- **Document section**
The next thing you know, I’ll be asking about Fairychatdad’s water-taxi job, and I don’t want to do that.

Mostly because I’m envious.

Hey, yeah - where the heck is welby??

And Ex, he drove 4PM-1AM on Saturday night and 11-6 on Sunday. He likes Invictus and hates Spry. And here’s a pic of him at the helm of Nimble his first day on the job. Yeah, it’s a lousy pic because I’m a lousy photographer, but it really is him. This one is a little better. Thanks for asking! :smiley:

Okay, so I clicked the first link, and thought, “so that dark blob there is the Luckiest Man In The World.”

Then I clicked the second link and thought, “he’s mostly obscurred by the helm console, but I have a half-assed side-view of his head.”

No.

No, no, a thousand times no. This just won’t do.

What we require is a family shot with you, him, and PerfectChild actually facing the friggin’ camera.

That’s just common courtesy, sweetheart.

And I figure that welby just gave up, admitted that he was a base coward, and elected not to face me.

I win.

Ex, welby was around earlier today saying something about Loch Ness, Playboy magazines, and a rubber suit.

and wintermute pondering what he’d look like in a kilt…

those two are gettin really strange.

:dubious:

Like this, sugar dumplin’? It’s not a completely accurate photo, though. My hair is shorter and no longer pulled back, the kid’s hair is longer and hanging free, and the cap’n shaved his cheeks, leaving fuzz around his mouth and chin only. But other than that, that’s us.

- **Written instruction**
Translate this sentence from the message thread into Spanish: "What we require is a family shot with you, him, and PerfectChild actually facing the friggin’ camera." Work only from the message thread above.

(Image point annotation data)

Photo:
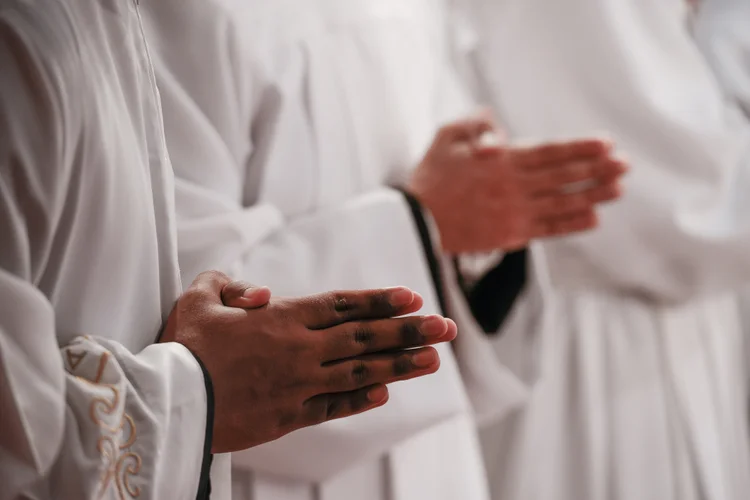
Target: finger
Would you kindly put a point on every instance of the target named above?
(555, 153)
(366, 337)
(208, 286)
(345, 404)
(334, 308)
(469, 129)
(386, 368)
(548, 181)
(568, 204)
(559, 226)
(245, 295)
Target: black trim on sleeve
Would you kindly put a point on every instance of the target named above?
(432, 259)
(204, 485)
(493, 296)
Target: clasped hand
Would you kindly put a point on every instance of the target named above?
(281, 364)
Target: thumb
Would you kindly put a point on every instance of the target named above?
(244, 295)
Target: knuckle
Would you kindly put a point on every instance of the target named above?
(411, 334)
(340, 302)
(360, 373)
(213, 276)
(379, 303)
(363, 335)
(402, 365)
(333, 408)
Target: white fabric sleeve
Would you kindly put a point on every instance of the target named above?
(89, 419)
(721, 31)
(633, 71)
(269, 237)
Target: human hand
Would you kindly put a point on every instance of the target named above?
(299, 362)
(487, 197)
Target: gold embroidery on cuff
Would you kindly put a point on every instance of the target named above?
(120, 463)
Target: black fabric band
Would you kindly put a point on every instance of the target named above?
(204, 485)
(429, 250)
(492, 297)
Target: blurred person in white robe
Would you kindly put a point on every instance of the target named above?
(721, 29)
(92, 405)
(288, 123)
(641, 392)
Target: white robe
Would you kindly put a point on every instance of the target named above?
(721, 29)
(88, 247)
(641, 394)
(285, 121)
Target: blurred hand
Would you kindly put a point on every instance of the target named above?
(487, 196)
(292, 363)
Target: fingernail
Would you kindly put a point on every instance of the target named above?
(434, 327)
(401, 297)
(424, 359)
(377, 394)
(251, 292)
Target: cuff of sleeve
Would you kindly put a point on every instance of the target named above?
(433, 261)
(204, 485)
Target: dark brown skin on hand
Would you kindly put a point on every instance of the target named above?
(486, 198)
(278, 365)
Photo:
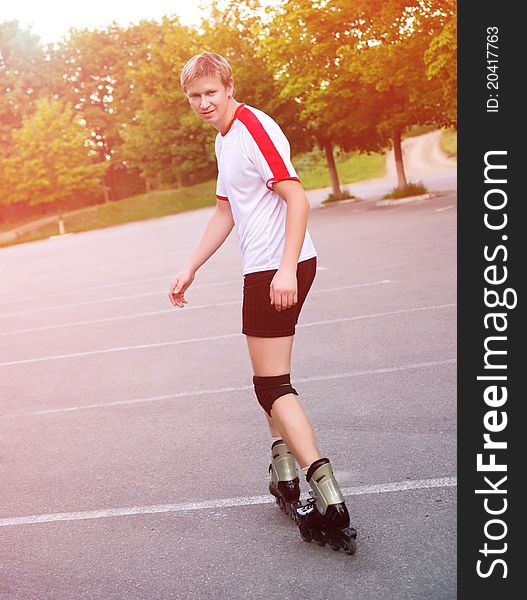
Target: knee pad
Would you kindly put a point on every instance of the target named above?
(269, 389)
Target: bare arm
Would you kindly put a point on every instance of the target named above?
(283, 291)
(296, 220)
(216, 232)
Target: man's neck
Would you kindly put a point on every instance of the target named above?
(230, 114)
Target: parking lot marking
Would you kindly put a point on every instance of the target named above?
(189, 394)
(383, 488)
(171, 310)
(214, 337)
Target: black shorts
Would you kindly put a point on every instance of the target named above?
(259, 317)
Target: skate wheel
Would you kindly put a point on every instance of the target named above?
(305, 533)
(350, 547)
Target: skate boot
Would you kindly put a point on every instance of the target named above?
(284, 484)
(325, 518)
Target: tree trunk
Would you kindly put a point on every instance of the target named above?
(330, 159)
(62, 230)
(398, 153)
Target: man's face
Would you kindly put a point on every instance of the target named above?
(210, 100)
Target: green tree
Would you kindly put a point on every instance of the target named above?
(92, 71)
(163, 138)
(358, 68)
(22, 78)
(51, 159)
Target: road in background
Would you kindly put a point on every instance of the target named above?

- **Full answer**
Lo que necesitamos es una foto familiar contigo, con él y con PerfectChild mirando de verdad a la maldita cámara.